» EXERCISE REQUIREMENTS: Write the next part of the forum thread below about withdrawing a UK student visa application, picking up right after its final line.

» QUOTED TEXT:
* Begin *

# UK Student Visa application withdrawal



## kimir (Aug 29, 2012)

Hi guys,
Hope you can help me. I applied for a Tier 4 student visa last monday, August 20. I realized that I had left out a bank statement proving funds from my application. Needless to say, my application would be denied. So 2 days later on August 22, I went to the Toronto Worldbridge office to cancel my application and have my documents sent back to me. I will make a fresh application when I get all my documents back.

Fast forward to today, August 28, I received an email from the UKBA saying that "The package containing your UK visa application has been opened and your supporting documents organized in preparation for consideration by an Entry Clearance Officer. "

What's the deal? Is the application still moving forward, I was under the impression that my documents were already headed back to me.
I am concerned because I do not want a visa rejection on my record. And I am fast running out of time since my course starts in late September.

Anyone have any experience with visa application withdrawals? How long will it take for my documents to be sent back to me?

Thank you!


----------



## WestCoastCanadianGirl (Mar 17, 2012)

I'd say just hang tight and let them finish processing the application that you submitted.

Worst case scenario, you're declined and you get your papers back... no harm, no foul, since you've already realised that you forgot your banking info.

Best case scenario, you're approved and you don't have to go through the effort and expense of re-tendering your application.

Good luck to you!


----------



## WestCoastCanadianGirl (Mar 17, 2012)

* End *

» EXCERPTED RECORDS:
* Begin *

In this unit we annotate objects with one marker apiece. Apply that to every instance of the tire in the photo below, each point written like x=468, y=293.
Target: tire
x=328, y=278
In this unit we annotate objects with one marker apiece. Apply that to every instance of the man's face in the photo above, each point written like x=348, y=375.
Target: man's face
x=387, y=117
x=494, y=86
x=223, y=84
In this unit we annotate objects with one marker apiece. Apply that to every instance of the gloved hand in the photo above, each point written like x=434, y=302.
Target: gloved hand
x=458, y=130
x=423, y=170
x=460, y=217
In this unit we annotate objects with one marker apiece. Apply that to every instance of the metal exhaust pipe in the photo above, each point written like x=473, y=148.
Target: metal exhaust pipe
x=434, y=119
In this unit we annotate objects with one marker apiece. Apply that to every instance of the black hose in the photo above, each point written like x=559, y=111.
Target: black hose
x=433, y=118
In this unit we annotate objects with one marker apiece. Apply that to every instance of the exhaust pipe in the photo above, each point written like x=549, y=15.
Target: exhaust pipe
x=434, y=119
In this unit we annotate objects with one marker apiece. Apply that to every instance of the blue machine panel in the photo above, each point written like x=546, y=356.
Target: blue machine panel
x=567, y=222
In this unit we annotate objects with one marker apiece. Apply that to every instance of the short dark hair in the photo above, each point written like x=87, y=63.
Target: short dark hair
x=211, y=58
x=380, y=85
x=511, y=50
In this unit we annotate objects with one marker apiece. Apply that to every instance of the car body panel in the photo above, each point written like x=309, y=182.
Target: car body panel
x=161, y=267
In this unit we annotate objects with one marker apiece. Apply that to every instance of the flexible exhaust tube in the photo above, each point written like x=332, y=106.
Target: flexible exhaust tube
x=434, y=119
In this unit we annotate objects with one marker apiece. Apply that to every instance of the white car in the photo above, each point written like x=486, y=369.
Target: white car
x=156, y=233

* End *

» THE RESULT:
Just had another thoght... Joppa, can you confirm this... you may still be able to submit the wayward bank statement, if the UKBA contacts you to inquire as to its whereabouts. Not sure how this would work, but I'm under the impression that as long as it's not a "new" piece of evidence that you're providing to the application, you are allowed to append the application by sending it in.

Again, Joppa, can you confirm that this would apply in OP's situation?


----------



## kimir (Aug 29, 2012)

WestCoastCanadianGirl said:


> I'd say just hang tight and let them finish processing the application that you submitted.
> 
> Worst case scenario, you're declined and you get your papers back... no harm, no foul, since you've already realised that you forgot your banking info.
> 
> ...


Hey, thanks for the reply! Just to clarify, I already cancelled my application last week but I still received a "your package has been opened" email earlier today. 

Is this a generic message or are they still going ahead with the application? The reason why I wanted to withdraw the app and not just let it get rejected is so that I can go for the premium service when I re-apply. I can't avail of the premium service if I have a previous visa rejection.


----------



## WestCoastCanadianGirl (Mar 17, 2012)

The application has reached the front of the line and will be looked at by an Entry Clearance Officer within the next few days, if it hasn't already reached someone's desk.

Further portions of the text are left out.